Maintenance expenses increased $1.4 million primarily due to increased
expenditures for general maintenance at the Petersburg Generating Station.
<PAGE>8
Depreciation expense decreased $1.9 million as a result of recording
an adjustment to property held for future use in the third quarter of 1994,
partially offset by an increase in depreciation due to an increase in
utility plant balances.
Income taxes - net increased $5.2 million primarily due to the
increase in pretax utility operating income.
As a result of the foregoing, utility operating income increased 18.4%
from last year, to $50.7 million.
Other Income and Deductions
- ---------------------------
Allowance for equity funds used during construction increased $.7
million due to an increased construction base.
Other - net decreased $.3 million primarily due to a decrease in
investment income.
Interest Charges
- ----------------
Interest expense increased $.8 million primarily due to an increase in
short-term debt borrowings.
Allowance for borrowed funds used during construction increased $.3
million due to an increased construction base.
Comparison of Nine Months Ended September 30, 1995 and September 30, 1994
-------------------------------------------------------------------------
Income applicable to common stock increased $4.9 million during the
first nine months of 1995 from the comparable 1994 period. The following
discussion highlights the factors contributing to this result.
Operations
- ----------
The increase in electric operating revenues of $10.5 million was the
result of warmer weather during the third quarter of the year compared to
the same period in 1994, partially offset by milder weather during the
first half of 1995 compared to the same period last year. Contributing to
the increased revenues was an increase in retail electric KWH sales of
$12.5 million and an increase in miscellaneous revenues of $.9 million.

§ **Provided information**
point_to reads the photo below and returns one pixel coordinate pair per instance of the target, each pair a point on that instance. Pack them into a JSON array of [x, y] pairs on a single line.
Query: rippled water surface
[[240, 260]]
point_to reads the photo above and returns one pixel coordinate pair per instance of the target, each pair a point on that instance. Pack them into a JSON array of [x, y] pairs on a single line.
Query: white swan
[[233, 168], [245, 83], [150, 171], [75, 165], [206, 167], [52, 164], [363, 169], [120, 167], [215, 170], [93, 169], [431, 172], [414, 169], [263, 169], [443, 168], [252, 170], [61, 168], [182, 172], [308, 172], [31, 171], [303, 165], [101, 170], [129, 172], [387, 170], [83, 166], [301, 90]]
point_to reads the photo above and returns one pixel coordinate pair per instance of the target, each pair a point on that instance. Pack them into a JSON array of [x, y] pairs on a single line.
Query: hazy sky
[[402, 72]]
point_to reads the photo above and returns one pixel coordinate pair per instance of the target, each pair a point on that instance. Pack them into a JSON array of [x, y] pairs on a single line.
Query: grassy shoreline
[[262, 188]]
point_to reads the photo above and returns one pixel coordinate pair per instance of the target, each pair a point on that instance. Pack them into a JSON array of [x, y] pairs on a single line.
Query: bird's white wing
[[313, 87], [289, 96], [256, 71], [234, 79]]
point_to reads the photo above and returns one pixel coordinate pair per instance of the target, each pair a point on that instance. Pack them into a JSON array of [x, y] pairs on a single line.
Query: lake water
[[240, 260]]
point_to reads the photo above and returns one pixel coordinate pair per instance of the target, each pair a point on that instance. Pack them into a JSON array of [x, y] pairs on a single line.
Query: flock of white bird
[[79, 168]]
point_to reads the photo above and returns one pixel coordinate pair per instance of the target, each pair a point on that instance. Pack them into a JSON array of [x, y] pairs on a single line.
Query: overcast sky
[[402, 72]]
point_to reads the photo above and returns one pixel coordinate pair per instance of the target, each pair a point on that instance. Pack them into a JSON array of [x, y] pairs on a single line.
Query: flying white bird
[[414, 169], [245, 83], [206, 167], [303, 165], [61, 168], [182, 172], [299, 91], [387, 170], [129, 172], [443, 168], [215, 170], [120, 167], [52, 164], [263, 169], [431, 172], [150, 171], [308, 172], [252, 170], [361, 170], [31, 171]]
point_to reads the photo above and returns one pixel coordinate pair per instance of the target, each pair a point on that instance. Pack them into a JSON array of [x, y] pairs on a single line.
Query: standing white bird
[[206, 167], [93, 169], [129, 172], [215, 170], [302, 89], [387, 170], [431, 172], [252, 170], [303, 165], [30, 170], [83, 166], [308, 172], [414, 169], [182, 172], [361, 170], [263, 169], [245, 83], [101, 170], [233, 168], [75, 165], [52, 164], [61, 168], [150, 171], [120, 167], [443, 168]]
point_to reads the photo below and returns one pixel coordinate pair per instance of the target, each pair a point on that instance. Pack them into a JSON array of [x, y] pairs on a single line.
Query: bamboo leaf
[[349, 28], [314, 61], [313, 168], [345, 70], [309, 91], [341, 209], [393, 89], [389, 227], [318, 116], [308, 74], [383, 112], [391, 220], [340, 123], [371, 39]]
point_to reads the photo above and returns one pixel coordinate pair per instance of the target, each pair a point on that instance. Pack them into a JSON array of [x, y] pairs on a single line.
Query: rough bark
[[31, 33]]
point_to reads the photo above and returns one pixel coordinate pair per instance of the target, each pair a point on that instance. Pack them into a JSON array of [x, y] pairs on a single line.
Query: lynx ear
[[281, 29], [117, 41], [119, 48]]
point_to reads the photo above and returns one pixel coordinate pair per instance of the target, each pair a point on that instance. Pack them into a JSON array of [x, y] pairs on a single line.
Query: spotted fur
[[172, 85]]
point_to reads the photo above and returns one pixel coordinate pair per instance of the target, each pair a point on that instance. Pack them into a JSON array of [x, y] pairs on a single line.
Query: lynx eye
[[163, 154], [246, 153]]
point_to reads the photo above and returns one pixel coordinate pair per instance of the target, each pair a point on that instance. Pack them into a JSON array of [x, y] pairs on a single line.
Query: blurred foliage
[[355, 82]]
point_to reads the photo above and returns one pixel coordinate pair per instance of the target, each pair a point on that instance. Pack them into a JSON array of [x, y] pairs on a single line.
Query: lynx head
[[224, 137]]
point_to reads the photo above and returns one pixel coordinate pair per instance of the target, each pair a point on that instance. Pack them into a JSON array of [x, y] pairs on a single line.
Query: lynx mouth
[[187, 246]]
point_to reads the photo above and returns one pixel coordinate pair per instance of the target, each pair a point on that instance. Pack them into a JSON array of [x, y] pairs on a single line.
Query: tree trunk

§ **Tasks for this exercise**
1. Using the utility earnings text above, answer these questions:
(a) By how much did maintenance expenses increase?
(b) What was the main cause of the rise in interest expense?
(c) How much did income applicable to common stock increase during the first nine months of 1995?
2. Say whether each statement agrees with the utility earnings text, and quote the words that decide it:
(a) Depreciation expense went up.
(b) Utility operating income reached $50.7 million.
(c) Other - net increased because of higher investment income.

§ **Responses**
1.
(a) $1.4 million
(b) An increase in short-term debt borrowings
(c) $4.9 million

2.
(a) No: "Depreciation expense decreased $1.9 million"
(b) Yes: "utility operating income increased 18.4% from last year, to $50.7 million"
(c) No: "Other - net decreased $.3 million primarily due to a decrease in investment income"